◆ 掲載文
<<<<

クリストファー・プリースト「限りなき夏」(『限りなき夏』国書刊行会、『ここがウィネトカなら、きみはジュディ』ハヤカワ文庫SF所収)の紹介ページです。

プリーストは英国のSF、ファンタジー系の作家です。

クリストファー・ノーラン監督作品『プレステージ』の原作者でもあります。

(原作タイトルは『奇術師』)

私もまだまだ読み始めたばかりの作家で、あまり作品全体を熟知しているわけではないです。

(本作の翻訳者・古沢嘉通さんの「初心者のためのクリストファー・プリースト入門」と銘打った記事があるので気になったらどうぞ)

上記のサイトでも言及されているのですが、プリーストはあまり本の内容を喋れないという特徴があります。

まあ、狭義の本格ミステリ作家ではなので、幾分ネタが割れたところで驚きが半減するというわけでもないのですが、話の流れに身を任せて楽しむ方が断然面白いです。

本作が収録されている本は、国書刊行会の『限りなき夏』(ハードカバー)、ハヤカワ文庫SF『ここがウィネトカなら、きみはジュディ』のふたつ。

幸運なことに現在、両方とも新刊書店で手に入ります。

プリーストはどちらかと云えば、と云うよりも確実に「癖のある作家」ですので、合うか分からない作家のハードカバーは中々買えないでしょうから後者をお勧めします。

>>>>

◆ 課題の指示
「限りなき夏」を紹介する掲載文の続きを、最後の文の後から書きなさい。 データは掲載文の内容とは関係がない。

◆ データ部
<<<<

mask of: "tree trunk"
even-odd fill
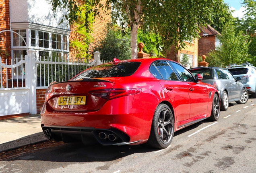
[[[132,51],[132,59],[136,59],[138,56],[137,50],[137,34],[138,25],[132,24],[131,30],[131,50]]]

>>>>

◆ 解答
『ここがウィネトカなら、きみはジュディ』は、「時間SF」をテーマとしたアンソロジーで、大森望さんが編集だけでなく、一部の本邦初翻訳作品は翻訳もされています。

つまり、各作家の既存の翻訳書から短編を引き抜いてきただけのアンソロジーではなく、(現時点では)本書でしか読めない作品も多々あるのでお得。

なので、まずこちらで本作のみを楽しんでいただくのが良いかと。

ストーリーですが、先述のとおり、あまり多くを話せないのが正直なところ…。

1940年1月、未だ終わらぬ戦争、昼夜を問わず空襲警報が鳴り響くイングランド。

テムズ川に架かった橋の上にトマス・ジェイムズ・ロイドはいた。

彼にしか見えない“凍結者”と、同じく彼にしか見えない活人画(タブロー)によって心かき乱されるのを防ぐため、彼はサングラスを掛ける。

夜と、サングラスをしている間だけは、やつらがいない世界でいられた。

テムズ川沿いの草原に一枚の活人画がある。

そこには、約37年前、当時21歳の彼が恋心抱いていた、ある女性(セイラ)と彼女への愛が今も“凍結”されているのだ。

愛する人を長い間待ち続けた男の決断は、そして、ふたりの愛の行く末は。

はい…、やはり多くは話せない。

本作は、過去と現在が交互に描かれる構成をしています。

最初は“凍結者”だの活人画だのというガジェットの意味が分からないので読みづらく感じますが(わりとSFではよくあるけど)、さすがはプリースト、ロマンチシズム溢れる過去パートを読み進めるうちに、すっかり魅了されてしまいます。

作中、一番好きな文章は、

――セイラの声はかすかだったが、そのことばは静かな部屋で口にされたかのようにはっきりとトマスの耳に届いた。(『ここがウィネトカなら、きみはジュディ』P.80)

です。

最高のSF作品にして、最高の恋愛小説。

ぜひ、どうぞ。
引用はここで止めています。